Task: Convert everything below, from the line containing "the white petal" down to the end of the items, into a JSON list of strings with one string per line and blank lines omitted.

Input records:
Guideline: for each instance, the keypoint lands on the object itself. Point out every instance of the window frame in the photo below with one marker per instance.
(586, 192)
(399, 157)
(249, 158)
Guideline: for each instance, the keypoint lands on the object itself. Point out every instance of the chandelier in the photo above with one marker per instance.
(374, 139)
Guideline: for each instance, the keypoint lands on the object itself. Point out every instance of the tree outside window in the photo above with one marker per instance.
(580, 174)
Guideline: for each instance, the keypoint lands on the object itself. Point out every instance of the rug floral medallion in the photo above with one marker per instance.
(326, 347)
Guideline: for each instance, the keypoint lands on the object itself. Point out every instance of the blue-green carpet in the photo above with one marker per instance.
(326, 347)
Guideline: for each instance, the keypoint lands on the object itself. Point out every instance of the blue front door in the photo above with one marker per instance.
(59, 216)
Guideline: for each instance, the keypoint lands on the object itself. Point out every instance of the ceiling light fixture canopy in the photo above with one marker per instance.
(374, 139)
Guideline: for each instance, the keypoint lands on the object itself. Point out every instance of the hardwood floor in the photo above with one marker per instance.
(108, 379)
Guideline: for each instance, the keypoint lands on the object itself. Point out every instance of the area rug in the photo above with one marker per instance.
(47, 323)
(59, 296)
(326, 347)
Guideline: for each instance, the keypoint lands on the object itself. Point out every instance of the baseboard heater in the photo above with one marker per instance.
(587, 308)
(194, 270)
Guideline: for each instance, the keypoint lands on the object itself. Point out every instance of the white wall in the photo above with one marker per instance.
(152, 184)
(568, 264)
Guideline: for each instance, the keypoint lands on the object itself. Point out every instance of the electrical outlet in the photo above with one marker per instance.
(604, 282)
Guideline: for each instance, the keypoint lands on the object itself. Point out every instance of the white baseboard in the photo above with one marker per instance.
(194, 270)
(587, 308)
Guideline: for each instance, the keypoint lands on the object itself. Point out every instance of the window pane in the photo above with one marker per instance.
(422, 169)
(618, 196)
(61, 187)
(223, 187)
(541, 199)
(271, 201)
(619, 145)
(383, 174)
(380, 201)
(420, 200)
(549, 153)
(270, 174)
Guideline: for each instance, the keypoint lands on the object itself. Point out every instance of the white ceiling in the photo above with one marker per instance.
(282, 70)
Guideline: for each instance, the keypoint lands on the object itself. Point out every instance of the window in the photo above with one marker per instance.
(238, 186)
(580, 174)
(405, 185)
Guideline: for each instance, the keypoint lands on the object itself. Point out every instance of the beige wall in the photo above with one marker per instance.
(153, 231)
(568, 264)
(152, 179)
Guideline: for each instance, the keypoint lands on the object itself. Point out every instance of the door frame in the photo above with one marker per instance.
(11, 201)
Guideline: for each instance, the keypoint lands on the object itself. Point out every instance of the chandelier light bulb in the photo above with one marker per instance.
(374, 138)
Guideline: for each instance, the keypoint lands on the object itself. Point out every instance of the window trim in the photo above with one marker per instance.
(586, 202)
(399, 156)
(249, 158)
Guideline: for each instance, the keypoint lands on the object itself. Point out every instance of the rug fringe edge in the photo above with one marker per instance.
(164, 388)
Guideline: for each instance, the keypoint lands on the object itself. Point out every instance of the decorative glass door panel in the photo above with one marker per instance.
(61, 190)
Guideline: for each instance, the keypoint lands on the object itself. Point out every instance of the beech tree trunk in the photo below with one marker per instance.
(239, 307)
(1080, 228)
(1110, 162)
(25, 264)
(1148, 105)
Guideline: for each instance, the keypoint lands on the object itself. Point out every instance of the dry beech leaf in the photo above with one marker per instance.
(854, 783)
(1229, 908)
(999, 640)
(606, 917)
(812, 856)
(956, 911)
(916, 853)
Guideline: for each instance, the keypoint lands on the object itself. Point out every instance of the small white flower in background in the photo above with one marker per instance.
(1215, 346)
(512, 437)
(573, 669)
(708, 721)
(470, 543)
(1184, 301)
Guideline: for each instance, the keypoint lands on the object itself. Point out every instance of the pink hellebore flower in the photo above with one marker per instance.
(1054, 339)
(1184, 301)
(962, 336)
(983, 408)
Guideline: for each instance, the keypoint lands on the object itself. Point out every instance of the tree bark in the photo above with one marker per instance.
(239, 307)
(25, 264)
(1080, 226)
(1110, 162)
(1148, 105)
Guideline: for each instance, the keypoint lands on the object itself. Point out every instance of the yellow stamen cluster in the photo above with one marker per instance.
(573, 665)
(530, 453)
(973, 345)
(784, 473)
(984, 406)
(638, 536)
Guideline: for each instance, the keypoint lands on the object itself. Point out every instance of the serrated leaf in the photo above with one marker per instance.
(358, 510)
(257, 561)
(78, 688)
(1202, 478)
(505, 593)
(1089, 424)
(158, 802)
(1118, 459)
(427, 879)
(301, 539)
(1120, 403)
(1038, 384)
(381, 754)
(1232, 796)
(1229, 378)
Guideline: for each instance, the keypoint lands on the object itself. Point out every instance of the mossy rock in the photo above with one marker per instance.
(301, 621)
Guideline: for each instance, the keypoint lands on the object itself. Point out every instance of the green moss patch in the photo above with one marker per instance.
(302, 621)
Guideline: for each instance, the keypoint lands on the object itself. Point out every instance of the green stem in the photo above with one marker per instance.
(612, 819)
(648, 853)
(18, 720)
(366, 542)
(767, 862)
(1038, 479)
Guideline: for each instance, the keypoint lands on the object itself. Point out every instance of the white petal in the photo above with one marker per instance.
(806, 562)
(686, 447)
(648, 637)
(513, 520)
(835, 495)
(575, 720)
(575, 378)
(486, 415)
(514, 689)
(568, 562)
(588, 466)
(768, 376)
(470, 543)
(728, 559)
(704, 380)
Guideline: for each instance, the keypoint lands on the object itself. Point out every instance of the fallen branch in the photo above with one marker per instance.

Answer to the exercise:
[
  "Guideline: for each instance, the keypoint lands on the object itself. Point out every instance of the white petal in the photo above with one marker per instance.",
  "(806, 562)",
  "(686, 447)",
  "(648, 637)",
  "(513, 520)",
  "(835, 495)",
  "(575, 720)",
  "(575, 378)",
  "(486, 415)",
  "(514, 689)",
  "(568, 562)",
  "(588, 466)",
  "(768, 376)",
  "(470, 543)",
  "(728, 559)",
  "(704, 380)",
  "Guideline: for each instance, the keypoint lands on the object itself. Point out every instance of the fallen branch in the photo above with one marker per instance."
]